=== Records for the task ===

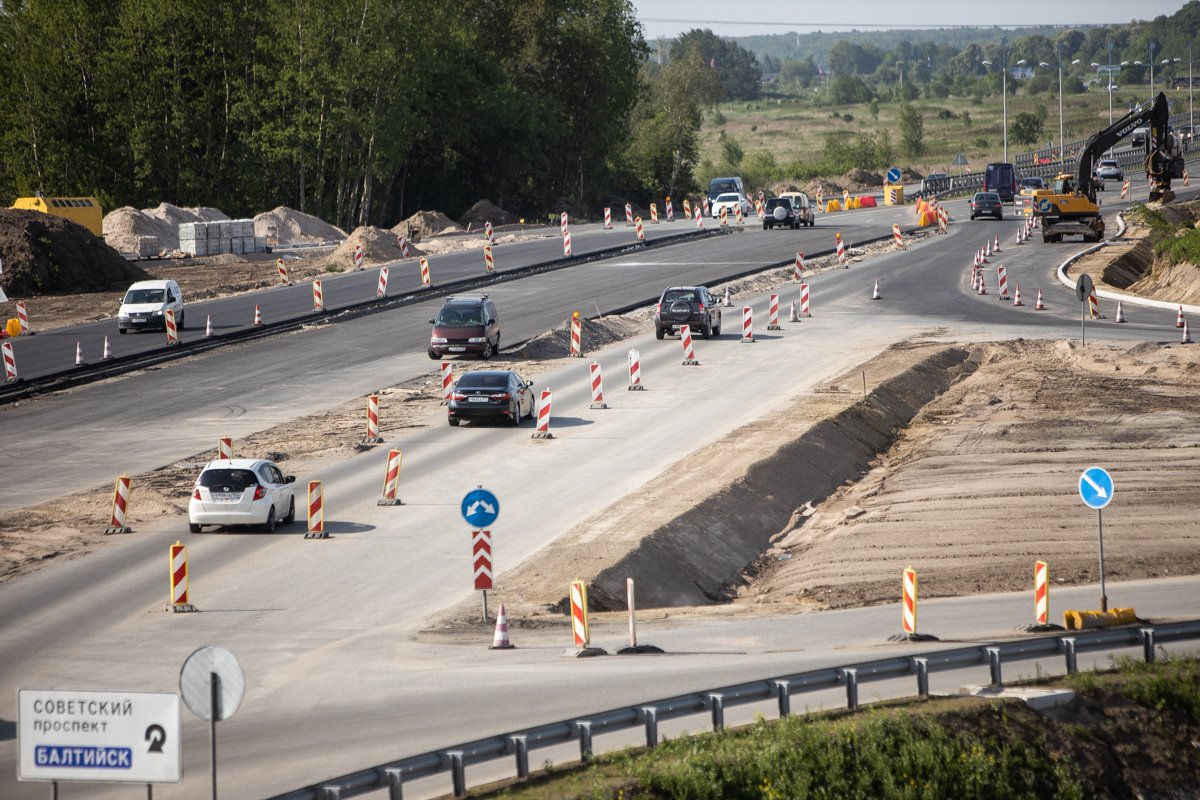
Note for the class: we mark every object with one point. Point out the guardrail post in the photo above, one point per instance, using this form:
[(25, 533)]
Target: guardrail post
[(784, 693), (997, 680), (395, 779), (521, 752), (457, 774), (717, 705), (1068, 650), (851, 677), (585, 729), (1147, 644), (921, 666), (651, 715)]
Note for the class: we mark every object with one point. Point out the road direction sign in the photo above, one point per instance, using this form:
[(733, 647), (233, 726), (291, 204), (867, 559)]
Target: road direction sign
[(480, 509), (99, 737), (1096, 487), (196, 683)]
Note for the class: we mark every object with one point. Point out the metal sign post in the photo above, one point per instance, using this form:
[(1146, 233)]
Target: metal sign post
[(1096, 489)]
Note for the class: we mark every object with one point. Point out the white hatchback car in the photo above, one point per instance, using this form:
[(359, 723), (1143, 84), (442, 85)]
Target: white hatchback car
[(241, 492)]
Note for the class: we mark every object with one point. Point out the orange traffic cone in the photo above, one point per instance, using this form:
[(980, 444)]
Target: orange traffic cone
[(501, 641)]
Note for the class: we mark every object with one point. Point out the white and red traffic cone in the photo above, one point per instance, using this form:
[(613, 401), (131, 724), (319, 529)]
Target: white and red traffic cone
[(501, 641)]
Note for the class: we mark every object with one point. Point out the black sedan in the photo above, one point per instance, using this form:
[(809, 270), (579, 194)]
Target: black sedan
[(987, 204), (491, 395)]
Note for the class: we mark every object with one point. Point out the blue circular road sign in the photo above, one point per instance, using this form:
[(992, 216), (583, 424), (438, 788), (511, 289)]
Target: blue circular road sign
[(1096, 487), (480, 507)]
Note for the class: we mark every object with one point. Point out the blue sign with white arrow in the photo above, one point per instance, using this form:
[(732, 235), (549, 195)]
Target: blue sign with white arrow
[(1096, 487), (480, 509)]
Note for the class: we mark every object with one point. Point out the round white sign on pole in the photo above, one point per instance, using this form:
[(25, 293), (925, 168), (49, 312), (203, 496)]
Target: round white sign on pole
[(196, 683)]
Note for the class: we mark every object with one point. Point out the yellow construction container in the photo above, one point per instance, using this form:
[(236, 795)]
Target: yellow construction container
[(83, 210)]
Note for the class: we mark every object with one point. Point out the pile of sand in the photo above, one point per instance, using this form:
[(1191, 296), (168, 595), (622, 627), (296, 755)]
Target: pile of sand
[(47, 254), (424, 224), (125, 224), (378, 246), (484, 211), (285, 226)]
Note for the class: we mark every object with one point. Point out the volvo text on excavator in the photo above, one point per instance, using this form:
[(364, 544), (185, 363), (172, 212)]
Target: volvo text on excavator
[(1071, 206)]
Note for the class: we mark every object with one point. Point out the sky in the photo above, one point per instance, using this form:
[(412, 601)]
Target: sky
[(669, 18)]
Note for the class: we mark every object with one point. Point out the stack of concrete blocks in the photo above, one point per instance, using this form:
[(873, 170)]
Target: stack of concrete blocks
[(235, 236)]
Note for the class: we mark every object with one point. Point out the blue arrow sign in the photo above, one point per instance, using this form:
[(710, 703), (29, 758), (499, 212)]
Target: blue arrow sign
[(480, 509), (1096, 487)]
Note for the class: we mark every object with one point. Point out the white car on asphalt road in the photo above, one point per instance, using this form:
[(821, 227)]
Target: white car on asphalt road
[(241, 492), (731, 202)]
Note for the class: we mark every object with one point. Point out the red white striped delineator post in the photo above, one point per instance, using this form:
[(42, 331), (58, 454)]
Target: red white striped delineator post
[(580, 633), (910, 602), (1041, 593), (23, 319), (597, 385), (117, 523), (543, 429), (391, 479), (372, 437), (576, 350), (172, 328), (689, 356), (481, 559), (316, 511), (635, 371), (177, 560)]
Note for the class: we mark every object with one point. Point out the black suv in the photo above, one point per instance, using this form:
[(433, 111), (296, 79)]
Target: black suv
[(690, 306), (466, 324), (780, 212)]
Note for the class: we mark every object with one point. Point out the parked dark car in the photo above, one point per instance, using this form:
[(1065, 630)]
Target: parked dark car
[(987, 204), (691, 306), (466, 325), (491, 395)]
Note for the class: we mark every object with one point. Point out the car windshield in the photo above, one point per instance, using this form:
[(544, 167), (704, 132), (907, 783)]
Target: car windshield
[(467, 316), (484, 380), (145, 295), (228, 480)]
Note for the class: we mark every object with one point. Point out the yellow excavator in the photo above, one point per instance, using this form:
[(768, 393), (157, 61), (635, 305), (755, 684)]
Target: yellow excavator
[(1071, 206)]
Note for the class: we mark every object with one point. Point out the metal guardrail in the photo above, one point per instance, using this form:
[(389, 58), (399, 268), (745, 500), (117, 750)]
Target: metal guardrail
[(519, 744)]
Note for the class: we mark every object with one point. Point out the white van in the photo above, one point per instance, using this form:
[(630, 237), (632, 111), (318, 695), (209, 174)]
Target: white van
[(145, 305)]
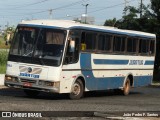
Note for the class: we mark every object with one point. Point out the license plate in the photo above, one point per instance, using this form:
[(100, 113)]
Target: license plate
[(27, 84)]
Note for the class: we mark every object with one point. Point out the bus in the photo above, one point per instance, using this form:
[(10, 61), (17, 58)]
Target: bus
[(62, 56)]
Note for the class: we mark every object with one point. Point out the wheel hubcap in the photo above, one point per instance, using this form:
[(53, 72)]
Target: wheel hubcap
[(76, 89)]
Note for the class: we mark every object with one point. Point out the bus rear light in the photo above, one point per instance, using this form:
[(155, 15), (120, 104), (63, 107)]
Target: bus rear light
[(47, 83), (12, 79), (8, 78), (56, 84)]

===

Problem to solve
Using the listing above, copy exactly the line that contains "[(733, 647), (233, 726), (291, 204), (867, 559)]", the line that contains "[(25, 293), (925, 168), (49, 312), (203, 496)]", and each line that falls between them.

Output below
[(733, 647), (233, 726), (291, 204), (867, 559)]
Target: road direction sign
[(480, 509), (99, 737), (1096, 487), (196, 683)]
Note for the class: we mark every object with one point. Point out the metal sign post in the photo above, one point per instance, using this form:
[(1146, 233)]
Target: metal sign post
[(1096, 489)]
Note for the class: we mark every object with one point. Point out the white hatchback car in the photo above, one point per instance, using this form:
[(359, 723), (1143, 84), (442, 85)]
Target: white hatchback car
[(241, 492)]
Note for the class: we mark every object with one point. Point out the orange traffic cone in the photo above, one point per instance, using this form:
[(980, 444)]
Target: orange traffic cone
[(501, 641)]
Note for the class: we mark every object with one point. Point out the white and red traffic cone in the photo above, one point per instance, using this form:
[(613, 401), (131, 724), (319, 529)]
Target: white and red traffic cone
[(501, 641)]
Note for the class: we mark every object with one point. Point out the black sedan in the photo above, one point per instance, using this form:
[(809, 270), (579, 194)]
Target: black sedan
[(987, 204), (491, 395)]
Note for the class: we mark every object with one point. Point out the blue circular road sign in the photo above, one point per instance, using this form:
[(992, 216), (583, 424), (438, 788), (511, 289)]
Target: blue circular road sign
[(1096, 487), (480, 507)]
Note for the class: we mark every object with one point. Point out the blue sign with white arrow in the photo above, one point per instance, using this form:
[(732, 235), (549, 195)]
Target: blue sign with white arrow
[(1096, 487), (480, 509)]
Note for the class: we mark every object with one point. Point out the round white sign on pole in the photo above, one point per instance, using this form:
[(25, 293), (925, 168), (49, 312), (203, 496)]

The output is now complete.